# Serie di esercizi:
**A.** Elenca tutti i capitoli di cui parla il brano sulla giustizia psicosociale.
**B.** Rispondi in breve, in base al brano sulla giustizia psicosociale:
(i) A che cosa viene paragonata la revisione del primo capitolo dell'Epitome?
(ii) Da chi sono guidate le giurie popolari americane quando decidono la sentenza?
(iii) Che tipo di accordo devono raggiungere le giurie?

# Brano di partenza:
Giustizia psicosociale

Sto leggendo l’ultimo capitolo del libro di psicosociologia! Questo significa che a breve inizierò la nuova versione dell’Epitome con la revisione totale del primo capitolo: un’operazione che mi preoccupa non poco dato che equivale a ricostruire le fondamenta di un palazzo di una trentina di piani!

No, vabbè: sto esagerando. In quanto ho già scritto non c’è niente di sbagliato, quindi più che riscrivere voglio riorganizzare diversamente il materiale già presente. Io spero anzi che, alla fine, le modifiche che andrò ad apportare saranno minori di quanto temo…

Riguardo al precedente capitolo letto, ovvero l’uso pratico della psicosociologia in tribunale, non ho trovato niente di clamoroso. Il capitolo si concentra sulle giurie popolari americane che sono dei gruppi di persone comune che, guidate dal giudice, decidono la sentenza. Come gruppo subiscono tutte le classiche dinamiche dei gruppi.
In genere funzionano decentemente quando le prove sono chiare: quando la situazione diventa più nebulosa e inverta invece entrano in gioco tutti i vari pregiudizi e inclinazioni come pure tutti i meccanismi che danno alla maggioranza in un gruppo dei benefici psicologici importanti e un vantaggio, spesso incolmabile, nel convincere gli altri (le giurie devono raggiungere un accordo all’unanimità).

Così a memoria (il libro non è con me) mi ricordo solo una questione che mi ha colpito molto.
Alcuni stati americani, per certi tipi di processi, hanno abbassato il numero di giurati da 12 a 6. Che problemi possono esserci?

In realtà molti: per esempio statisticamente (*1) se una società ha una minoranza del 10% c’è un 40% di probabilità che almeno un suo appartenente faccia parte della giuria di 12 persone; tale percentuale cala notevolmente se i giurati sono solo 6. Avere giurati appartenenti a una minoranza può essere molto importate a causa dei pregiudizi che potrebbero esserci fra i giurati, specialmente per particolari crimini.

[Voci salvate]
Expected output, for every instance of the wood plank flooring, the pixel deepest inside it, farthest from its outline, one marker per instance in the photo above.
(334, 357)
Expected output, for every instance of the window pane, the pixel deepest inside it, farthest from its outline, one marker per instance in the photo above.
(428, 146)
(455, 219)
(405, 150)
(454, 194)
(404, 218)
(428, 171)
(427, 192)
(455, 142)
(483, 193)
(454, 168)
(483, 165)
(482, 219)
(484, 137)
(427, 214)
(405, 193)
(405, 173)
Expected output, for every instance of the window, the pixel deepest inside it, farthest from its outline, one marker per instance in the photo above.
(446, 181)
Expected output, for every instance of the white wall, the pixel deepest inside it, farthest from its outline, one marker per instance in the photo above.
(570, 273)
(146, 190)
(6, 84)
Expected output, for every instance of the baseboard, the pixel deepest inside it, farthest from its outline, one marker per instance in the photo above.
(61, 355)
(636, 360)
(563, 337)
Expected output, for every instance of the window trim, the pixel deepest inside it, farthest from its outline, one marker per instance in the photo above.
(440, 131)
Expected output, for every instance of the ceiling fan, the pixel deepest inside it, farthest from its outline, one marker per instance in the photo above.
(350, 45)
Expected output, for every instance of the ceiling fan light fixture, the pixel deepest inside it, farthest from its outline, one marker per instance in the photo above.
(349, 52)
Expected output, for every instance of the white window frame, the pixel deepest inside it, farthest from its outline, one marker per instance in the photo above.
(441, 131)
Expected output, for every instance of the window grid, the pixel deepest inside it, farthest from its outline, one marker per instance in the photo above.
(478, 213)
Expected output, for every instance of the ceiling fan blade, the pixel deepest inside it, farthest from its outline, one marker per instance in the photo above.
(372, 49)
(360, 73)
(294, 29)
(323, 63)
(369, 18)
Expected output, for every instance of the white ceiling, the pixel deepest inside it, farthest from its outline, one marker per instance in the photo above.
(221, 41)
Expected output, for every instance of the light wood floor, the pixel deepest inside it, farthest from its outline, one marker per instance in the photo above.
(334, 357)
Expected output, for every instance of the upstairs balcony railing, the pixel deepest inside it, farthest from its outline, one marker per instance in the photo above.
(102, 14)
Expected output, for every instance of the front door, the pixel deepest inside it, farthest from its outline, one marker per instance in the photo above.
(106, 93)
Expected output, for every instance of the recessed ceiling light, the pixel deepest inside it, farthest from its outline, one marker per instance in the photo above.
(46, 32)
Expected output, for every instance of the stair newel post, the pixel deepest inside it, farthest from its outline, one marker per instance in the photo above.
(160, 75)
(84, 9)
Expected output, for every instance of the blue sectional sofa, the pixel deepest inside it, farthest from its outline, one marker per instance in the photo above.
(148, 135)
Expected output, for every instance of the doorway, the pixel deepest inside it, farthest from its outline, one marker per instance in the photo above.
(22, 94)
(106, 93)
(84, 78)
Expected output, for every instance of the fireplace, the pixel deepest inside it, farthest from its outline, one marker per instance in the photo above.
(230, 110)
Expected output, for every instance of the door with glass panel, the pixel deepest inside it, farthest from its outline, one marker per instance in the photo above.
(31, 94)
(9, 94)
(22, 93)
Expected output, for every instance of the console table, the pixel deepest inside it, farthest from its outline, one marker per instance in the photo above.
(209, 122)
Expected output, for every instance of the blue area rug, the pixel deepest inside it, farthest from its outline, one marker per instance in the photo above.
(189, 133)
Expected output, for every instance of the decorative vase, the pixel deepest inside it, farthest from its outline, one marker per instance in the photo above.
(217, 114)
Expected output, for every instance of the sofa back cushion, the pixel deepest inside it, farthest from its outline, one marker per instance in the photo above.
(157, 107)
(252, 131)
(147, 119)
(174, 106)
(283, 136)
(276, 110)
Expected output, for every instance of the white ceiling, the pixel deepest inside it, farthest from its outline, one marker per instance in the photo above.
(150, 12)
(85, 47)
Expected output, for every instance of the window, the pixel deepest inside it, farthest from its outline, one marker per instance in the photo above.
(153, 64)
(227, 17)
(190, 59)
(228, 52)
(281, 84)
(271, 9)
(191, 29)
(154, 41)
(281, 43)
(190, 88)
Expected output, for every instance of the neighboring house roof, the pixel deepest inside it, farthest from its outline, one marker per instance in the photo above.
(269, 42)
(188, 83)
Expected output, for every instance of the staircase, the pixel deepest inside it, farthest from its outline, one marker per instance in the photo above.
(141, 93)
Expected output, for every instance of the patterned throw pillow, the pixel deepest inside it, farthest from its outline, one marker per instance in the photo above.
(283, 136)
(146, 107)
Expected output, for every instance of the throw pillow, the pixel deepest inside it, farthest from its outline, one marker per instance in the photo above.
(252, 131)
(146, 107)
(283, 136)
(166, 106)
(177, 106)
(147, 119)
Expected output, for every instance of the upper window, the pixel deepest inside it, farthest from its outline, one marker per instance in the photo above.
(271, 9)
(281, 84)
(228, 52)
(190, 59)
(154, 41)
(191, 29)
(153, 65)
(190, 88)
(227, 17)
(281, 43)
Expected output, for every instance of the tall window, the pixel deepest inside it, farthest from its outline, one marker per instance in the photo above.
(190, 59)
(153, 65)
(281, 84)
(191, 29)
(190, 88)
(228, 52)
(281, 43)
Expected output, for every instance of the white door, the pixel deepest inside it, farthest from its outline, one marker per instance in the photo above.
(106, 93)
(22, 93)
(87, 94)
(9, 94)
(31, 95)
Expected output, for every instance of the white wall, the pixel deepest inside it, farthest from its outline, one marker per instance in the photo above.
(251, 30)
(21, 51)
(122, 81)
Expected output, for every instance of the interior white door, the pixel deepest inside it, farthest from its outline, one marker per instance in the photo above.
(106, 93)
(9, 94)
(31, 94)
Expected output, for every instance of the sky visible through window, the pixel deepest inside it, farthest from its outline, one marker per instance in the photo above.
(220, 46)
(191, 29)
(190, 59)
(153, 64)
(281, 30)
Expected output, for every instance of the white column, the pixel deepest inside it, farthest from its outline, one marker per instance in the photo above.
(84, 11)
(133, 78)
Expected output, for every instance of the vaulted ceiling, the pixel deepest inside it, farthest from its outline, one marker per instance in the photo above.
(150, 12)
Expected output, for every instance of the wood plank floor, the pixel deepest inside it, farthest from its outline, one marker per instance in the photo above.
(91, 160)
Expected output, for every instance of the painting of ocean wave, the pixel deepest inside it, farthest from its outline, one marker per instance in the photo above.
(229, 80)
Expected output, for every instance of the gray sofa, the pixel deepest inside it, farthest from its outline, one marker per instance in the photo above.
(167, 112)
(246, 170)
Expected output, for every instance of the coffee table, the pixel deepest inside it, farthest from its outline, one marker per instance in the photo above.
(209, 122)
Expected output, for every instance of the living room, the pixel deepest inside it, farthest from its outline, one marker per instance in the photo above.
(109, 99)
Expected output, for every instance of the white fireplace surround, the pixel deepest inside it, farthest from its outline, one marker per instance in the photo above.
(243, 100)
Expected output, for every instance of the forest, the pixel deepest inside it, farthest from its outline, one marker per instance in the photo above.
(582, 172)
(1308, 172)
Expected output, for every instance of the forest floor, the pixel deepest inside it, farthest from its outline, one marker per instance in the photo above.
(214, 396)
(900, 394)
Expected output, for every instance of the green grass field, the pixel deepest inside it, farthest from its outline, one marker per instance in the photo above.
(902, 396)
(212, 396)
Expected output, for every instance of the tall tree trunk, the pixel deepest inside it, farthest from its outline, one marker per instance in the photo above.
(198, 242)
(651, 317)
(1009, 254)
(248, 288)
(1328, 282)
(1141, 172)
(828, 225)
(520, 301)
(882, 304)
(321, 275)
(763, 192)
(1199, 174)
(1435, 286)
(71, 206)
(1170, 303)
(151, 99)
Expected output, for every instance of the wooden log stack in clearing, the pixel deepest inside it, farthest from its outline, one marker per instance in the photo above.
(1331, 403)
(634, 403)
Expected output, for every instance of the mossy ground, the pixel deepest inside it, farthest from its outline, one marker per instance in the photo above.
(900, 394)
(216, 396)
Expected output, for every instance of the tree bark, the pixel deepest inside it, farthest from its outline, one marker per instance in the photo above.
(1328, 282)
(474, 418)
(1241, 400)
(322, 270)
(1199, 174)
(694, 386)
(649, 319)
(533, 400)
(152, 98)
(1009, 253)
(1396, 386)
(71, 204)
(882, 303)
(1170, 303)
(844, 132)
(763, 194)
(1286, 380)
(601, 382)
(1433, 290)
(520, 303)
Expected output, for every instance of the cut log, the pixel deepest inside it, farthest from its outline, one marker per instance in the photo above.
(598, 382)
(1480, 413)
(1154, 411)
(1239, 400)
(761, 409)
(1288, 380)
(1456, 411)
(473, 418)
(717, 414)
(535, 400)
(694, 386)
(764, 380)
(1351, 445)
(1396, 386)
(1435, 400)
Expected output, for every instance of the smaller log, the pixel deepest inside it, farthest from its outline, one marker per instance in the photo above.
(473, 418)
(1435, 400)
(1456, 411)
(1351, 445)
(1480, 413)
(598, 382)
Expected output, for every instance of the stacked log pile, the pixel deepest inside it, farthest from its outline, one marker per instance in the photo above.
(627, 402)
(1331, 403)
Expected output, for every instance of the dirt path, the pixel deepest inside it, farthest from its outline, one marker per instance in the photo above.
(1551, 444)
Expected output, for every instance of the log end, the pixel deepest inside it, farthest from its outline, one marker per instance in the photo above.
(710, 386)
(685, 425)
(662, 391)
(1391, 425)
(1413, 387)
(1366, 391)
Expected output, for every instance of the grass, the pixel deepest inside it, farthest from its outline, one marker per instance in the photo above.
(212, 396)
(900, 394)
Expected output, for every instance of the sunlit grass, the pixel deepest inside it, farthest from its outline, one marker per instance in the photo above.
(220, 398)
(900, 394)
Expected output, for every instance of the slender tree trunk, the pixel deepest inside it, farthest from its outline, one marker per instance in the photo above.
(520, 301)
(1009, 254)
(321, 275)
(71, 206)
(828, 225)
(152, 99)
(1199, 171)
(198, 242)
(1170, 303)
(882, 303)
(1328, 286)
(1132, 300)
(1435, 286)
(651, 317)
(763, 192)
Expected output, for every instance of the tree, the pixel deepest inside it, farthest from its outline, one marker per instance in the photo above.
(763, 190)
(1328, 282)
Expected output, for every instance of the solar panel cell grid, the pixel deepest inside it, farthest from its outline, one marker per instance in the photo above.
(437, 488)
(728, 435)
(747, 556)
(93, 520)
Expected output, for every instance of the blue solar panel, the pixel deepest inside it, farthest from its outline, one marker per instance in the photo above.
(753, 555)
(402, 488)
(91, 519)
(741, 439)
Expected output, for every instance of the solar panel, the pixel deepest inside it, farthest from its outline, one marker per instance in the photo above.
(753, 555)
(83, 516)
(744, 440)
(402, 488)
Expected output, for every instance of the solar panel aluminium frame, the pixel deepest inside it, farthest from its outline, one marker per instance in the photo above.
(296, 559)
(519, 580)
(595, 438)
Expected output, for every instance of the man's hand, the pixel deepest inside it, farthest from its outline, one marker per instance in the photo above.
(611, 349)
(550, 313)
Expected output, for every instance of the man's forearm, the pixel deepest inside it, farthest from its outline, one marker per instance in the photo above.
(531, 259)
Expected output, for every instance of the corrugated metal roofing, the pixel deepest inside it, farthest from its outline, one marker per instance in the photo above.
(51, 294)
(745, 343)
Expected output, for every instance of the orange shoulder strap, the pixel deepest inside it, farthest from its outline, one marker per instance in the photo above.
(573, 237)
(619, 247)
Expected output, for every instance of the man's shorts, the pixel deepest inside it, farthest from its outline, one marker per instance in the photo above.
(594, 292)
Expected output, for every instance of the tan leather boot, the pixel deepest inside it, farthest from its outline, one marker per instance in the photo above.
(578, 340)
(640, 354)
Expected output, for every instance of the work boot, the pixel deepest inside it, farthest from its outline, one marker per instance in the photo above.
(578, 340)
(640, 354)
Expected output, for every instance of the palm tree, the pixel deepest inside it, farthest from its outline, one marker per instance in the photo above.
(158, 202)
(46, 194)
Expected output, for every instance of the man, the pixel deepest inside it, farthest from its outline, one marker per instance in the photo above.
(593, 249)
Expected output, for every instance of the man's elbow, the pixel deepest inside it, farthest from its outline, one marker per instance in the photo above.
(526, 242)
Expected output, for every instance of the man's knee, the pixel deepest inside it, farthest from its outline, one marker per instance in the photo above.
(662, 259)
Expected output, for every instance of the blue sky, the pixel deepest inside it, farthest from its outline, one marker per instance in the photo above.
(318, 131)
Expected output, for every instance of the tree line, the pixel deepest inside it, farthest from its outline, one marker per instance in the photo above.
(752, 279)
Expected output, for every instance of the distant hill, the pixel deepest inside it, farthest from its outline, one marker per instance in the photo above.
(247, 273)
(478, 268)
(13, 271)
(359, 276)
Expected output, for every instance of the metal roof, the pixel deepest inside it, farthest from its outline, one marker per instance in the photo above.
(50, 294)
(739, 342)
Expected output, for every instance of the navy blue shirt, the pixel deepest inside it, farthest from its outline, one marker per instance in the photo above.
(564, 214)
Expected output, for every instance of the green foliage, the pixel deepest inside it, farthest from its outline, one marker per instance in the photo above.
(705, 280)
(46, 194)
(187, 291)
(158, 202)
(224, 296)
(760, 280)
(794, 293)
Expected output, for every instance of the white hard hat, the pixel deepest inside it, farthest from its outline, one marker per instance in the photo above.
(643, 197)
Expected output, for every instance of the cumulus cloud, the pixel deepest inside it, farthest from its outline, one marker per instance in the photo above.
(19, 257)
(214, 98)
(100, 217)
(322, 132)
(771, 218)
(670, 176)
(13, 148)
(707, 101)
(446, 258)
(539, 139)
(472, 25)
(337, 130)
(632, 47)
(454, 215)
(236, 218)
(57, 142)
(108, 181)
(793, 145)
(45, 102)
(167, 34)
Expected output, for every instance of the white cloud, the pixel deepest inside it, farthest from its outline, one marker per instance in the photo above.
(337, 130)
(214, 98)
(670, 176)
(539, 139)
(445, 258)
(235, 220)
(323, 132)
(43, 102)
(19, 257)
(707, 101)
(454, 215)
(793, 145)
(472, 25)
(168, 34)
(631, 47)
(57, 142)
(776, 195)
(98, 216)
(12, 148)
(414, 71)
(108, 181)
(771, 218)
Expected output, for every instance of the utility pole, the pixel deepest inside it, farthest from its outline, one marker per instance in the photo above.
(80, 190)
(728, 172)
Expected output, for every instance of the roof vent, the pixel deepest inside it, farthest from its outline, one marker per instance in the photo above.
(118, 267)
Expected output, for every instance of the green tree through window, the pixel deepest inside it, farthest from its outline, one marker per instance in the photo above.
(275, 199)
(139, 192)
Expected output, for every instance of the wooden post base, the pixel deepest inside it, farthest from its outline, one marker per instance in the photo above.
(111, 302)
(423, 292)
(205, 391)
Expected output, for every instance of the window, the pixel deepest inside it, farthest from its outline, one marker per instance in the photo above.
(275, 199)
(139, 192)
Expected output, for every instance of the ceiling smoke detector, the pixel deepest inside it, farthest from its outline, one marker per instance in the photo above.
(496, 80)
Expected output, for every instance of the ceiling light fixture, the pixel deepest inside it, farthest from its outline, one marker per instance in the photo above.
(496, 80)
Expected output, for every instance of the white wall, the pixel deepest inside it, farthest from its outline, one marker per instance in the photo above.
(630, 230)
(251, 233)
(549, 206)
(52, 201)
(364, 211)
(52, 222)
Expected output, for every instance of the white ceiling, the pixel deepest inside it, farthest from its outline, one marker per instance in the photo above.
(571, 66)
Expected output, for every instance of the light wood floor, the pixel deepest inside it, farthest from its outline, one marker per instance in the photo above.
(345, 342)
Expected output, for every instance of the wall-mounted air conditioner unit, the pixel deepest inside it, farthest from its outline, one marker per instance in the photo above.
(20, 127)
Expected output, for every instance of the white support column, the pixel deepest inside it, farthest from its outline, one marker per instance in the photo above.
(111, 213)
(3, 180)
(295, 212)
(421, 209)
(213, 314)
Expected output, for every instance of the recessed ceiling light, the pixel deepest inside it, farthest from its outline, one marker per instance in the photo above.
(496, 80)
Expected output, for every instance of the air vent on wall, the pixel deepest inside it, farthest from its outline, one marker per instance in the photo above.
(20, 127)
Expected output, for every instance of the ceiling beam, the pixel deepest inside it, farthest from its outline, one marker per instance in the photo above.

# Soluzioni per esercizio:
**A.**
- L'ultimo capitolo del libro di psicosociologia
- Il primo capitolo dell'Epitome
- Il capitolo precedente, sull'uso pratico della psicosociologia in tribunale

**B.**
(i) Alla ricostruzione delle fondamenta di un palazzo di una trentina di piani.
(ii) Dal giudice.
(iii) Un accordo all'unanimità.